--- ЗАДАНИЕ A ---
Переименуйте в листинге «concrete column» в «stone column» на отрезке от строки с «column listed here.» до строки с «[(568, 204)]» включительно, остальное оставьте как есть. Выведите только строки этого отрезка.

--- ИСХОДНЫЙ ТЕКСТ ---
In [1]:
%pylab inline
import matplotlib.pyplot as plt
import pandas as pd
import numpy as np

import os
import scipy as sc
from sklearn.linear_model import ElasticNet
from sklearn.metrics import mean_absolute_error as MAE

import xgboost as xgb

import warnings
warnings.filterwarnings('ignore')

Populating the interactive namespace from numpy and matplotlib


С прошлой недели я ушёл с результатом 19.5: xgboost без тюнинга, где использовались:
        - дневные и часовые лаги
        - скользящее среднее на 6 часов,
        - гармонические фичи для сезонностей
        - дни недели
На этой неделе попробовал пообучаться на чём-то более быстром, чем xgboost (подбор признаков), затем взял параметры для xgboost и посчитал две версии. Здесь показана версия на ошибку 16.7, потом я добавил ещё скользящих сумм, это считалось 12 часов на достаточно мощном компьютере, и это дало результат 16.19. Но такое время не приемлимо.
Что было добавлено:
        - знаменательные даты (не все давали прирост)

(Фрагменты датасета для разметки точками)
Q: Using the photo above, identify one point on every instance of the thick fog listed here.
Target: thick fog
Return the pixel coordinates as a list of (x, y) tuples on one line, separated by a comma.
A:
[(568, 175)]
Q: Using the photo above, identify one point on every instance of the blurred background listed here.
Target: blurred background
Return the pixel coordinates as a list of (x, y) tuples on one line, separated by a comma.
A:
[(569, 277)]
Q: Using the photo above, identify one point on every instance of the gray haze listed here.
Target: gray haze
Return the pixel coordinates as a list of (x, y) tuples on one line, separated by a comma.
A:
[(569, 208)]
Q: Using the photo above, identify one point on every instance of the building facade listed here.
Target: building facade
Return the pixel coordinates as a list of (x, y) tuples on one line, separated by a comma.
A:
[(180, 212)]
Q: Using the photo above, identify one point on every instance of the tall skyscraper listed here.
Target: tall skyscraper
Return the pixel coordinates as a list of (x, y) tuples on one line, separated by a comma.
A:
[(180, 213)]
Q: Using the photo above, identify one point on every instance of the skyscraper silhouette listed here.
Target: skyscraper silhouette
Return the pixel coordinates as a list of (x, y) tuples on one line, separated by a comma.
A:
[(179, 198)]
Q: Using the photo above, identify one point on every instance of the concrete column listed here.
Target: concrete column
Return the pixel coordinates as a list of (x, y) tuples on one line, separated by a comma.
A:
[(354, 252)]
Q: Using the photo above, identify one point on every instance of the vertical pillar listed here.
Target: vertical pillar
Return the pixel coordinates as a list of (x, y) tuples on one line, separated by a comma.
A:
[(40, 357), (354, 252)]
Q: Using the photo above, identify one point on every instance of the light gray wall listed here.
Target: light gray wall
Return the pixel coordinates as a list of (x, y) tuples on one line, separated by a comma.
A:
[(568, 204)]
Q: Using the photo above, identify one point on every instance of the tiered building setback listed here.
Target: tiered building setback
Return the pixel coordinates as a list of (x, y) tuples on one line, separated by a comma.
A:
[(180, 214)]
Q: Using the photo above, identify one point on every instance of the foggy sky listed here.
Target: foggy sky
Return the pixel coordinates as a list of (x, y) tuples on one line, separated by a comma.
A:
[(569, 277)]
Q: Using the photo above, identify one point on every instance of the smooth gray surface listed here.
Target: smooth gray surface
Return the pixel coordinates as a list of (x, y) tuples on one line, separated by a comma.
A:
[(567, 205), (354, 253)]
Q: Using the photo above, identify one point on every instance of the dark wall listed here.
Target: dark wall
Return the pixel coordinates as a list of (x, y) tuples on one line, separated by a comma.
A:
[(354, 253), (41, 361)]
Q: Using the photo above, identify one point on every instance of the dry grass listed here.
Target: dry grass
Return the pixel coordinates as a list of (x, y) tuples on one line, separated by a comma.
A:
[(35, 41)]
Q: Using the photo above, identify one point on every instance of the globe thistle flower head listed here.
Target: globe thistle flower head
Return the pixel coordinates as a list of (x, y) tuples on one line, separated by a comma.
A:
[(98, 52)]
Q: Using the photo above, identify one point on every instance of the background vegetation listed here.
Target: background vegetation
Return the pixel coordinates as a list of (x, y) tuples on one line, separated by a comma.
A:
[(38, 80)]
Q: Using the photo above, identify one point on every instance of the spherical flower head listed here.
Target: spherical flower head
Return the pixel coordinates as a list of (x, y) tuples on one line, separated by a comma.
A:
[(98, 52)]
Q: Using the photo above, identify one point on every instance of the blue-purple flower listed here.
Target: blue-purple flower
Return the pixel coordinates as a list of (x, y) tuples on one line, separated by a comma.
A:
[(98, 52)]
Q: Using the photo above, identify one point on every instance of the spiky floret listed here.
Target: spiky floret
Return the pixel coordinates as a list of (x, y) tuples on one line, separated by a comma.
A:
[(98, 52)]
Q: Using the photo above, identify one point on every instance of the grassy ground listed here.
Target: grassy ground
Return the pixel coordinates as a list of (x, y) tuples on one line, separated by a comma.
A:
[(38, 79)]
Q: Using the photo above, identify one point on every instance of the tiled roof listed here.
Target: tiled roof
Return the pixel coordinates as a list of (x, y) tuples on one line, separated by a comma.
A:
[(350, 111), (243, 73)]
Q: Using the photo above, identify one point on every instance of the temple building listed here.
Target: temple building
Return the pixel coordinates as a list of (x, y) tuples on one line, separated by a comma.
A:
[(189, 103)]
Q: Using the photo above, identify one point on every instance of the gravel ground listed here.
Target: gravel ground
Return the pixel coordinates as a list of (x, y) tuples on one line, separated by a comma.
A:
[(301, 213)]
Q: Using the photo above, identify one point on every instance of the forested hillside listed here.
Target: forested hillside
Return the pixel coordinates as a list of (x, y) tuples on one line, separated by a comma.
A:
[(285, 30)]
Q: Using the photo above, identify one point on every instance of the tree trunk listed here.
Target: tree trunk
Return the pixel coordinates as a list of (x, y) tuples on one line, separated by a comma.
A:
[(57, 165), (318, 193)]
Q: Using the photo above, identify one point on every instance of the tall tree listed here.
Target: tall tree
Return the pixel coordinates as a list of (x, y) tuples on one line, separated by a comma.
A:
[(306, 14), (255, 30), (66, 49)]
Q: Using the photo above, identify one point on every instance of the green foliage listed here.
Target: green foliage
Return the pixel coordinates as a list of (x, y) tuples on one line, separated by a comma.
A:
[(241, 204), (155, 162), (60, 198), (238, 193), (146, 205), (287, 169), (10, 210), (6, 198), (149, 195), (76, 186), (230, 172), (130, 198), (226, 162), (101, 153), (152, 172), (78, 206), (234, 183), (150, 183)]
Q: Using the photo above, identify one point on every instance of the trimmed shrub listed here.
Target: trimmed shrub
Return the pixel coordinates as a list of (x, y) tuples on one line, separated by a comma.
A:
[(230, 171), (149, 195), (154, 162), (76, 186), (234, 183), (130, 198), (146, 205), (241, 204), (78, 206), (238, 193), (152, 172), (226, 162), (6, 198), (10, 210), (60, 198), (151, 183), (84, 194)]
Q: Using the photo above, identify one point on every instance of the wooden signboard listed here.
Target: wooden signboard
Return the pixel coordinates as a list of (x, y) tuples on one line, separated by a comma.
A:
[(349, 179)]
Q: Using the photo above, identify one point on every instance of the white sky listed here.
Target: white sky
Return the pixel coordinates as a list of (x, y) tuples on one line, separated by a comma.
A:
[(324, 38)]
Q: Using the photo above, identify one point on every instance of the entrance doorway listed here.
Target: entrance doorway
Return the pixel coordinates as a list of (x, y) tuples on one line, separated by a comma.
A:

--- ЗАДАНИЕ B ---
Перепишите дословно из исходного текста отрывок от «import warnings» до «время не приемлимо.».

--- ОТВЕТ A ---
Q: Using the photo above, identify one point on every instance of the stone column listed here.
Target: stone column
Return the pixel coordinates as a list of (x, y) tuples on one line, separated by a comma.
A:
[(354, 252)]
Q: Using the photo above, identify one point on every instance of the vertical pillar listed here.
Target: vertical pillar
Return the pixel coordinates as a list of (x, y) tuples on one line, separated by a comma.
A:
[(40, 357), (354, 252)]
Q: Using the photo above, identify one point on every instance of the light gray wall listed here.
Target: light gray wall
Return the pixel coordinates as a list of (x, y) tuples on one line, separated by a comma.
A:
[(568, 204)]

--- ОТВЕТ B ---
import warnings
warnings.filterwarnings('ignore')

Populating the interactive namespace from numpy and matplotlib


С прошлой недели я ушёл с результатом 19.5: xgboost без тюнинга, где использовались:
        - дневные и часовые лаги
        - скользящее среднее на 6 часов,
        - гармонические фичи для сезонностей
        - дни недели
На этой неделе попробовал пообучаться на чём-то более быстром, чем xgboost (подбор признаков), затем взял параметры для xgboost и посчитал две версии. Здесь показана версия на ошибку 16.7, потом я добавил ещё скользящих сумм, это считалось 12 часов на достаточно мощном компьютере, и это дало результат 16.19. Но такое время не приемлимо.